#### Source excerpt:

Steam Incorporated, often abbreviated to Steam Inc., is a railway heritage and preservation society based at the Paekākāriki railway station, Paekākāriki at the southern end of the Kapiti Coast, approximately 50 minutes north of Wellington on the west coast of New Zealand's North Island. Unlike some societies who operate on preserved sections of closed branch lines, Steam Incorporated own a depot ("The Engine Shed") beside one of the country's most important railway lines, the North Island Main Trunk railway, and restores heritage locomotives and rolling stock for use on excursions on the regular national rail network.

History 
Paekākāriki's close association with the railway began in 1886 when the Wellington and Manawatu Railway Company's line from Wellington to Longburn opened. Paekākāriki Railway Station was a large station despite the settlement's small size, as it was ideally located as a locomotive changeover point - powerful engines were required to tackle the difficult grades between Wellington and Paekākāriki, while lighter and more nimble ones were better suited to the gentle grades and straight track through the Kāpiti Coast and Horowhenua to Manawatū.

The New Zealand Railways Department (NZR) took over the Wellington and Manawatu Railway in December 1908, but Paekākāriki's status as an important depot remained unchanged.  In 1940, the line from Wellington to Paekākāriki was electrified and Paekākāriki's depot was altered: it became the changeover point from electric to steam motive power, or electric to diesel from the 1950s onwards. Paekākāriki also was an important goods transfer point between NZR and its "Rail Air" service that operated out of Paraparaumu across Cook Strait, before the inter-island rail ferries were introduced. A large shed was constructed at Paekākāriki by the US Marines stationed in the area for use with the Rail Air service during World War II.

In the late 1960s with steam power coming to an end, the locomotive depot in Paekākāriki was closed and the diesel locomotives that replaced steam were based out of Wellington instead. The main engine shed was demolished along with a number of other buildings, but the Rail Air Shed, two signal boxes, amenities building and a turntable remained when Steam Incorporated acquired the site. New sheds were constructed to replace those demolished, and the Rail Air Shed and amenities buildings were acquired when it became available. While initially leasing a portion of the site, Steam Incorporated now owns the whole former depot site including the 70 ft turntable, to which the railways retain a right of access.

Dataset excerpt
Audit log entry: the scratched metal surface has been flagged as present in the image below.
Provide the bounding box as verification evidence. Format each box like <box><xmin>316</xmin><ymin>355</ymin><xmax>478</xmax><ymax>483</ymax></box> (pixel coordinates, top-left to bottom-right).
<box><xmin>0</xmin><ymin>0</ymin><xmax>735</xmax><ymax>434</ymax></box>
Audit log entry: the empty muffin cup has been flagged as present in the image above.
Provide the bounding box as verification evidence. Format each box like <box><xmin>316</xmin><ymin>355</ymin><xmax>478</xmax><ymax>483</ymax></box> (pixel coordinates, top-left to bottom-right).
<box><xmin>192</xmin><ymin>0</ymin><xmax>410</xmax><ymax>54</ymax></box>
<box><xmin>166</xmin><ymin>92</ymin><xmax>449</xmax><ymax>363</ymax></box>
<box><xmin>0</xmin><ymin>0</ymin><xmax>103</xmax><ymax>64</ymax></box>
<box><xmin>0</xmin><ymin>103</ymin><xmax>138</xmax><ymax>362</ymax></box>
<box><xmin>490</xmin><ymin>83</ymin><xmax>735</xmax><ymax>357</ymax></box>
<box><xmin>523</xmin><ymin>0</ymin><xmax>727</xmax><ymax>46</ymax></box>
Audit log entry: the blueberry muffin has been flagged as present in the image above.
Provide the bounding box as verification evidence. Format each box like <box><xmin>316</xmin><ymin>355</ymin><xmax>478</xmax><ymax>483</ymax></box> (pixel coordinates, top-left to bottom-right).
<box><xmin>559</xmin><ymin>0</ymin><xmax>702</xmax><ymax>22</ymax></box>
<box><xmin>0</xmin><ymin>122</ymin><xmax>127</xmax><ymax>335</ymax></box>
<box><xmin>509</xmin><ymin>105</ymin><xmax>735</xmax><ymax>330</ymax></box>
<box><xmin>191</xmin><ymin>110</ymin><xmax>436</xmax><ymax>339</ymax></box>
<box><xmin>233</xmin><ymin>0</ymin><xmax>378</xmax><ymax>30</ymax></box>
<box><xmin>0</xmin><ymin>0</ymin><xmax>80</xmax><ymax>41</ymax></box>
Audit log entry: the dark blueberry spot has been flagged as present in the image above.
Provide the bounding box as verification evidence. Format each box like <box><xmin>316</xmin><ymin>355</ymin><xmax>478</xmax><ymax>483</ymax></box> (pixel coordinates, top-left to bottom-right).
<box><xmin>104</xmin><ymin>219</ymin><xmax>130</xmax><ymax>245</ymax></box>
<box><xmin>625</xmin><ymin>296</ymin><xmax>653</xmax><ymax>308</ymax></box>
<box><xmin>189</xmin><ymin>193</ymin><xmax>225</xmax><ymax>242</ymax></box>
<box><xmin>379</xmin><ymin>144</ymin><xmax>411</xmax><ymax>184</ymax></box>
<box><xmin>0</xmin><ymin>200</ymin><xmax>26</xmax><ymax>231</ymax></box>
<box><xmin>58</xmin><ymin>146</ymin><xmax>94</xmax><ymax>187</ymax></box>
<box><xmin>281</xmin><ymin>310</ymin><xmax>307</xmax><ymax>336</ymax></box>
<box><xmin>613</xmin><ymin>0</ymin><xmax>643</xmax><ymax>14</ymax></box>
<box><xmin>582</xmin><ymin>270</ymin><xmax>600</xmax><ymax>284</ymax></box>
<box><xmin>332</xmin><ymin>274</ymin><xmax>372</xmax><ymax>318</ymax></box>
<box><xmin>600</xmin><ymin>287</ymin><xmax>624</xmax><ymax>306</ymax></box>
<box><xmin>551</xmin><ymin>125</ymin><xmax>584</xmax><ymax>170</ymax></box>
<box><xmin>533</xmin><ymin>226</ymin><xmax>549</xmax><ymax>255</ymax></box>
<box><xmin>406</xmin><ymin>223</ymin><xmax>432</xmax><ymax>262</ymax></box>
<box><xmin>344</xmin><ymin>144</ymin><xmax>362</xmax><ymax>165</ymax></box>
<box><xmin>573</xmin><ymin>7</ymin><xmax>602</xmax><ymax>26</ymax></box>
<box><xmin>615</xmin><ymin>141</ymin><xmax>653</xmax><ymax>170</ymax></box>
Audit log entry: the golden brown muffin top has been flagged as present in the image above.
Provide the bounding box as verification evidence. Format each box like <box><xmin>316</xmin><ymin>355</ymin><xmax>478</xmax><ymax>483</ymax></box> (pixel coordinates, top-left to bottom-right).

#### Stated exercise 1:
Render this sentence from the Steam Incorporated passage in Spanish: "The New Zealand Railways Department (NZR) took over the Wellington and Manawatu Railway in December 1908, but Paekākāriki's status as an important depot remained unchanged."
#### Stated exercise 2:
According to the Steam Incorporated passage, in what year was the line from Wellington to Paekākāriki electrified?
The items are independent material and have no connection to the passage on Steam Incorporated.

#### Task answer 1:
El Departamento de Ferrocarriles de Nueva Zelanda (NZR) se hizo cargo del Ferrocarril de Wellington y Manawatu en diciembre de 1908, pero la condición de Paekākāriki como depósito importante se mantuvo sin cambios.

#### Task answer 2:
1940